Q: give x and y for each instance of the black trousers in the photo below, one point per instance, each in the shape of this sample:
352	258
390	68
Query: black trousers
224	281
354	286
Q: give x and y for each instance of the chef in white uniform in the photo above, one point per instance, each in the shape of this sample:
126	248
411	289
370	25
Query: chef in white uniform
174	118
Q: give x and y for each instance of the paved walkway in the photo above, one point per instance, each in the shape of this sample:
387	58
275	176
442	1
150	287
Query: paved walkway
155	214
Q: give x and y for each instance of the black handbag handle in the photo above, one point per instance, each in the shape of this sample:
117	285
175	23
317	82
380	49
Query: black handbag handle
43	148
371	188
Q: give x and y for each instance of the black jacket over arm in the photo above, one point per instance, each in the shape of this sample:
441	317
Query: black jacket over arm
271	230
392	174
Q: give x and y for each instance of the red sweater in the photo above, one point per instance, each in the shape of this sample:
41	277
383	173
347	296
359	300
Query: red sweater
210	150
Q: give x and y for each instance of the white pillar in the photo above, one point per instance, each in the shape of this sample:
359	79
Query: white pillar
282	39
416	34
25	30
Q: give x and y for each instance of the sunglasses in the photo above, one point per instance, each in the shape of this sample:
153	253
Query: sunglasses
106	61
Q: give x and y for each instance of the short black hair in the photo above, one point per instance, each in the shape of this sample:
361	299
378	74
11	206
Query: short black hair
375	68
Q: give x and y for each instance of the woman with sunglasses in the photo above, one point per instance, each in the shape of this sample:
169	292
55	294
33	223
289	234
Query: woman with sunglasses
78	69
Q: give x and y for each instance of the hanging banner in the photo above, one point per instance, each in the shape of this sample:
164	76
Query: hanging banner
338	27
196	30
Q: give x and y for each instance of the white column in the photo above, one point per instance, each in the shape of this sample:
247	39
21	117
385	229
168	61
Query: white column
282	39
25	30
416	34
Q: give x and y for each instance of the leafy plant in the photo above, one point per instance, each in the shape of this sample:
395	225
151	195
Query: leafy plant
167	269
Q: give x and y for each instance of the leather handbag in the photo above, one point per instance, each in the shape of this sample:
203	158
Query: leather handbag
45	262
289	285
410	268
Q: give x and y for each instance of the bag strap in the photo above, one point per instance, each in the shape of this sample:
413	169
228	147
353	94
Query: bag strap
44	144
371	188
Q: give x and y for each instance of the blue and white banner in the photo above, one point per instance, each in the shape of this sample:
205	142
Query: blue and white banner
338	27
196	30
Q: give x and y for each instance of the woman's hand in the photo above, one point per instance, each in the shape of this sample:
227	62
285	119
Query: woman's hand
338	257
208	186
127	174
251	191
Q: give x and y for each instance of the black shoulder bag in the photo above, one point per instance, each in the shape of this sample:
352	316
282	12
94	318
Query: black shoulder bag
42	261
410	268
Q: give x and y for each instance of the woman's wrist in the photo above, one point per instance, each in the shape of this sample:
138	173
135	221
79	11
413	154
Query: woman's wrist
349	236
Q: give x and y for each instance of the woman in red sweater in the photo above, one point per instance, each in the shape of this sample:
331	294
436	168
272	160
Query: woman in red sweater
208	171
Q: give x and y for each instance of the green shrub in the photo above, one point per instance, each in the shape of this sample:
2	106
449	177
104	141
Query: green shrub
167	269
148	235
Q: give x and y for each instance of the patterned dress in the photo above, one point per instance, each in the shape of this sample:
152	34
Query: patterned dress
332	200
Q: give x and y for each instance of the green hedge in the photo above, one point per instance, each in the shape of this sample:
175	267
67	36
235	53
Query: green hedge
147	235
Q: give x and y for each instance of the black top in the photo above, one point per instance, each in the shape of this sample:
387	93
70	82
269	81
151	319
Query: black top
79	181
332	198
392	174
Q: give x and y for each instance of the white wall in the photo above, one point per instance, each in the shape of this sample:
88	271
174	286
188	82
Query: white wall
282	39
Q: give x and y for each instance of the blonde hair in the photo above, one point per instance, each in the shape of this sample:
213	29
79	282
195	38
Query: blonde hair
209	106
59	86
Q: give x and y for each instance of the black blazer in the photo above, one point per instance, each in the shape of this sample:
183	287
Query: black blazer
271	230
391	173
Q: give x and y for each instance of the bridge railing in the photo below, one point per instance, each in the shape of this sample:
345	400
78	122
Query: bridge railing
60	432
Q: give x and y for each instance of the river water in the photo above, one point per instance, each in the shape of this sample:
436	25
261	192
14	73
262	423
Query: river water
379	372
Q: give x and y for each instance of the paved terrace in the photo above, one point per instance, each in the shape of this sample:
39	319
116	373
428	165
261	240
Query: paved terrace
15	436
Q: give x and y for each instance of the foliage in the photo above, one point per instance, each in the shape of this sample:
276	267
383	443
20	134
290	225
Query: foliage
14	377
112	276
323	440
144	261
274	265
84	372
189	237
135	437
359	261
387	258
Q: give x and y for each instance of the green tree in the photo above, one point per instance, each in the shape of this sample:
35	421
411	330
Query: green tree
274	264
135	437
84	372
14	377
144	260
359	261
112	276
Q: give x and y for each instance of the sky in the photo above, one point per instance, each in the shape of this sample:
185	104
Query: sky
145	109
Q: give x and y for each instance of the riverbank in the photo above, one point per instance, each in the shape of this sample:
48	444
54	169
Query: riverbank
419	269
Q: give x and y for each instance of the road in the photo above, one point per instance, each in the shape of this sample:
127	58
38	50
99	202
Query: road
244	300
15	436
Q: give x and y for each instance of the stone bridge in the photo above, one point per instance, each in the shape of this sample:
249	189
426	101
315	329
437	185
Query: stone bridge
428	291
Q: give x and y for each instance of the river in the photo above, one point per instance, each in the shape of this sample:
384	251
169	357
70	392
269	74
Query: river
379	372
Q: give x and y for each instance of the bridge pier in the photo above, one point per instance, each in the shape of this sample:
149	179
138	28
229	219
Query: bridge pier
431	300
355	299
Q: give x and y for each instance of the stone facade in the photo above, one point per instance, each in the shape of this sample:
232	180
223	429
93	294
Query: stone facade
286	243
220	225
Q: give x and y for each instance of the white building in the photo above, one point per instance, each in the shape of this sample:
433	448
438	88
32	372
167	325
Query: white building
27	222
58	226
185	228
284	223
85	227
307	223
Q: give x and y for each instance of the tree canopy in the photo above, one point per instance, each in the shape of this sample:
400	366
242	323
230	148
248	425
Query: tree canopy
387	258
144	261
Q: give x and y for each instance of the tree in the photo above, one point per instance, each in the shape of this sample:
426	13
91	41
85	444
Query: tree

·····

WHAT YOU WILL DO: Please set down each line of the records exactly as given.

SOLUTION FOR THIS PROBLEM:
Q: give x and y for each instance of the black trousers in the photo below, one point per instance, each in the shape of this sample:
352	258
390	68
Query: black trousers
224	281
354	286
Q: give x and y for each instance of the chef in white uniform in the photo above, one point per instance, each in the shape of this sample:
126	248
411	289
370	25
Query: chef in white uniform
174	118
Q: give x and y for each instance of the paved walkway in the photo above, one point per instance, each in the shape of this sample:
387	58
275	176
442	1
150	287
Query: paved walkway
155	214
Q: give x and y for each instance of the black handbag handle in the photo above, one point per instance, each in the shape of this sample:
117	285
175	23
317	82
380	49
Query: black handbag handle
43	148
371	188
Q: give x and y for each instance of the black jacket over arm in the photo above, one point per instance, each in the shape of this sample:
441	317
Query: black jacket over arm
271	230
392	174
Q: give x and y for each instance of the red sweater in the photo above, one point per instance, each in the shape of this sample:
41	277
383	173
347	296
359	300
Query: red sweater
210	150
Q: give x and y for each instance of the white pillar in the photo above, one point per instance, each in the shape of this sample:
359	79
Query: white pillar
282	39
416	34
25	30
Q: give x and y for each instance of the sunglasses in the photo above, one point per instance, each in the shape of this sample:
153	253
Query: sunglasses
106	61
Q: give x and y for each instance of the short black hair in the photo above, one point per instance, each in the shape of this sample:
361	299
378	74
11	206
Query: short black hair
375	68
Q: give x and y for each instance of the woman with sunglasses in the photo above, one point per instance, each in the shape of this sample:
169	292
55	294
33	223
289	234
Query: woman with sunglasses
78	69
Q: give x and y for each instance of the hanging banner in the photo above, one point per instance, each in the shape of this sample:
164	76
Query: hanging banner
338	27
196	30
Q: give x and y for each instance of the white column in the photo above, one point per instance, each in the shape of this sample:
247	39
21	117
385	229
168	61
Query: white column
282	39
25	30
416	34
Q: give x and y for each instance of the leafy plant in the photo above, one point per instance, each in the shape of this sample:
395	225
151	195
Query: leafy plant
167	269
Q: give x and y for each instance of the leather handbag in the photo above, one point per instance, each in the shape of this sample:
203	158
Query: leather handbag
45	262
289	285
410	268
Q: give x and y for each instance of the bag strap in the photo above, one point per instance, each in the shape of this sample:
413	169
228	147
353	94
Query: bag strap
44	144
371	188
Q: give x and y for each instance of the blue and white banner in the photo above, one point per instance, each in the shape of this sample:
205	142
Query: blue and white banner
338	27
196	30
Q: give x and y for each instance of the woman's hand in the photo above, one point per instance, each in the shape of this sample:
227	62
285	119
Query: woman's hand
338	257
208	186
127	174
251	191
Q: give x and y for each instance of the black shoulder bag in the photo above, one point per instance, each in the shape of this sample:
352	316
282	12
94	318
Query: black shoulder bag
42	261
410	268
Q: give x and y for each instance of the woman's wrist in the photo above, one point per instance, each in the shape of this sample:
138	173
135	221
79	11
413	154
Query: woman's wrist
349	236
Q: give x and y for each instance of the woman in red sweater in the photo above, one point per instance, each in the shape of this sample:
331	294
436	168
272	160
Query: woman in red sweater
208	171
Q: give x and y for each instance of the green shrub in the photo above, one point per instance, each in the shape of this sample:
2	106
449	177
104	141
Query: green shrub
167	269
148	235
Q: give x and y for each instance of the patterned dress in the photo above, one point per instance, each in the shape of this sample:
152	34
Query: patterned dress
332	200
Q: give x and y for each instance of the green hedge in the photo above, one point per instance, each in the shape of this sample:
175	267
67	36
235	53
Query: green hedge
147	235
Q: give x and y for each instance of the black top in the photo above, one point per instance, each in the shape of this sample:
387	93
70	82
269	81
151	319
Query: black top
79	181
332	198
392	174
Q: give x and y for each instance of the white wall in the photo above, one point per instance, each in the shape of this sample:
88	271
174	286
188	82
Query: white wall
282	39
Q: give x and y for each instance of the blonde hair in the photo above, one point per instance, each in the shape of this sample:
213	29
79	282
195	38
Query: blonde hair
209	106
59	86
Q: give x and y for each instance of the black blazer in the photo above, one point per instance, each in the shape of this sample:
183	287
Query: black blazer
271	230
391	173
Q: give x and y for each instance of the bridge railing in the photo below, one point per instance, each in the shape of this sample:
345	400
78	122
Query: bridge railing
60	432
Q: give x and y for each instance of the river water in the photo above, one point per instance, each in the shape of this sample:
436	25
261	192
14	73
262	423
Query: river water
379	372
Q: give x and y for each instance of the paved terrace in the photo above, one point per instance, each in the shape of this sample:
39	319
116	373
428	165
261	240
Query: paved terrace
15	436
Q: give x and y for each instance of the foliage in the photo above, one point per instance, each in the shape of this sample:
276	267
383	443
20	134
290	225
Query: foliage
14	377
112	276
323	440
144	261
274	265
84	372
189	237
135	437
359	261
387	258
Q: give x and y for each instance of the green tree in the photo above, one point per instance, each in the shape of this sample:
35	421
411	330
Query: green tree
274	264
135	437
84	372
14	377
144	260
359	261
112	276
Q: give x and y for each instance of the sky in the photo above, one point per instance, each in the shape of this sample:
185	104
Query: sky
145	109
Q: give x and y for each instance of the riverbank in the photo above, one point per instance, each in the shape of this sample:
48	444
54	169
Query: riverbank
419	269
Q: give x and y for each instance of the road in the photo above, one point per instance, each in the shape of this sample:
127	58
38	50
99	202
Query: road
244	300
15	436
Q: give x and y for each instance of the stone bridge in the photo above, one point per instance, each in the shape of this sample:
249	189
426	101
315	329
437	185
Query: stone bridge
428	291
Q: give x and y for each instance of the river in the photo above, one point per instance, each in the shape of this sample:
384	251
169	357
70	392
269	74
Query: river
379	372
Q: give x and y for each instance of the bridge pier in the photo above, one point per instance, each in the shape of this sample:
149	179
138	28
229	219
Query: bridge pier
431	300
355	299
Q: give x and y for each instance of the stone facade in the photo above, one point per instance, each in the shape of this sample:
232	180
223	429
93	294
Query: stone facade
286	243
220	225
Q: give x and y for each instance of the white building in the photo above, one point per instance, each in the shape of this sample:
433	448
438	88
32	372
167	325
Query: white building
27	222
58	226
185	228
284	223
85	227
307	223
Q: give x and y for each instance of the tree canopy in the photo above, one point per instance, each in the shape of this sample:
400	366
242	323
230	148
248	425
Query: tree canopy
387	258
144	261
Q: give x and y for each instance of the tree in the photo above, one point per instance, each in the shape of this sample:
426	13
91	41
85	444
Query: tree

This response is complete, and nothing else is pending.